A spaceship you say, tell me more. I started with a birch ply teleporter, never thought of space travel?
Any idea how to make the warp thrusters, may need external MDF.
 
Rods will always be used in hand woodworking but many more machine based workshops will use measurement far more. Machines with flips fences on measuring tapes and digital readouts rely on accurate cutting lists, often taken from scale drawings.

We use rods far more for curved or angled work if hand drawn, or some students will work off their lap top drawing packages whilst production shops may send the drawings to the CNC.

I think they call it progress....

Cheers

Peter
 
woodbloke66":1jgmjrrl said:
Ttrees":1jgmjrrl said:
From above comments mentioned here, I was really expecting to find more discussion about other things possibly missing from the internet like...
Obscure thinking outside the box design principals being forced upon thee often,
business studies, and marketing/learning to talk and being able to convey your expertise....
and (insert your point here) kinda thing.

Tom
Peter Sefton has probably got one of the best schools currently and the syllabus for his long course deals with the business aspect in Term 3 but there appears to be a caveat of 'should they wish.' There's a little optional bit tacked onto the end dealing with 'Self Employment, writing a Business Plan and Marketing' so it appears that workshop activities are paramount.

# Recorded data
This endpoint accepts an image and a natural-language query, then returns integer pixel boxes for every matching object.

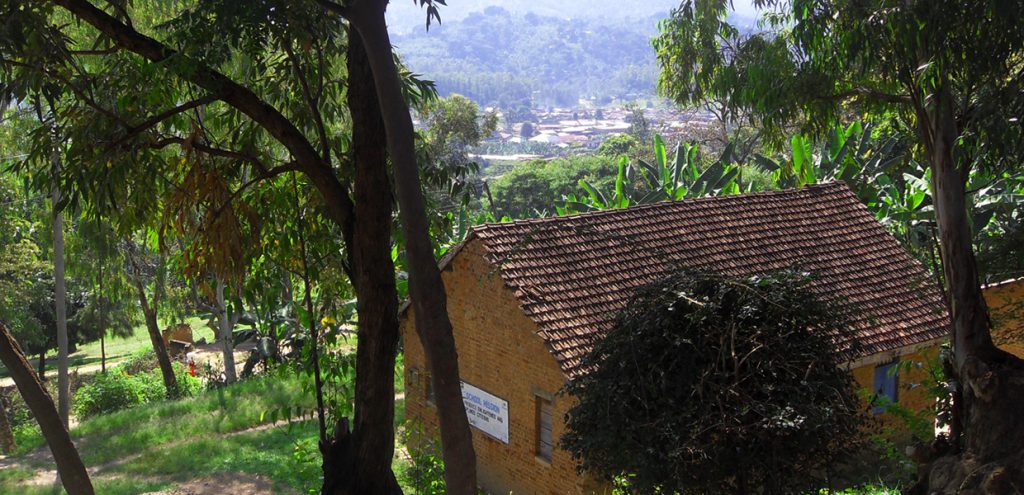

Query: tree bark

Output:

# Set tasks
1. Which topics does the woodworking forum text list for the optional bit at the end of the long course?
2. Answer these questions from the woodworking forum text, marking each answer with its letter:
(a) What material was the teleporter made from?
(b) Which term of the long course deals with the business aspect?
(c) Where may production shops send the drawings?
3. Can you extend the woodworking forum text, starting after its last sentence?

# Task results
1. Self Employment, writing a Business Plan, and Marketing.

2.
(a) Birch ply.
(b) Term 3.
(c) To the CNC.

3.
Conversely, if you were to dip into Alan Peters book "Cabinet Making, the Professional Approach" there's a huge swathe dealing with the business aspect of running a workshop which I feel is equally, if not more important than the actual nuts n'bolts of woodworking; this was one of the prime movers of John Makepeace's Parnham House course lasting two years. Anyone seeking to go into self-employed woodworking as a means of earning a living should, in my view, regard themselves as a businessman/woman first and a woodworker some way second - Rob

Most of our students do undertake the business module in the third term but some students have no intention of going into business or have just taken early retirement from running their own businesses, and now just want to enjoy woodworking.

I feel anyone who is considering self employment or working in a small craft workshop should have a good and clear understanding running a business. It is such a different skill to making but critical to survival.

I spent Friday night and a fair proportion of yesterday at CCD, again a very good show. Meeting up with past students now in business and taking our incoming students to see what can be achieved.

We had six past students work on display, so nice to see others enjoying the creative side of woodworking and drumming up business for the economy.

Cheers Peter

Cheers

Peter
 
Peter Sefton":1bd93820 said:
Rods will always be used in hand woodworking but many more machine based workshops will use measurement far more. Machines with flips fences on measuring tapes and digital readouts rely on accurate cutting lists, often taken from scale drawings. .......
Yes I do the same but only for very simple stuff. But the slightest level of complexity and you have to revert to 100% marking up from a rod, unless you have CNC machinery or something approaching. Even a glazing bar with say 4 mortices equally spaced (different sizes for stiles and glazing bars) would be difficult with flip fences. You could cut the lengths OK but there'd be some frantic setting up for the mortice machine. Much easier to do it by eye from marks.
I learned this with sash windows. A multi paned sash will have 30 or more components with very few repeats. The four rails of the lights are each different and the bottom one has a bevel. They also have to fit the box frame which has a bevel on the cill. Also the objective is to get all 12 (or more) panes of glass exactly the same size. And there are clearance gaps all over the place. Then you have to repeat this if you are doing a set.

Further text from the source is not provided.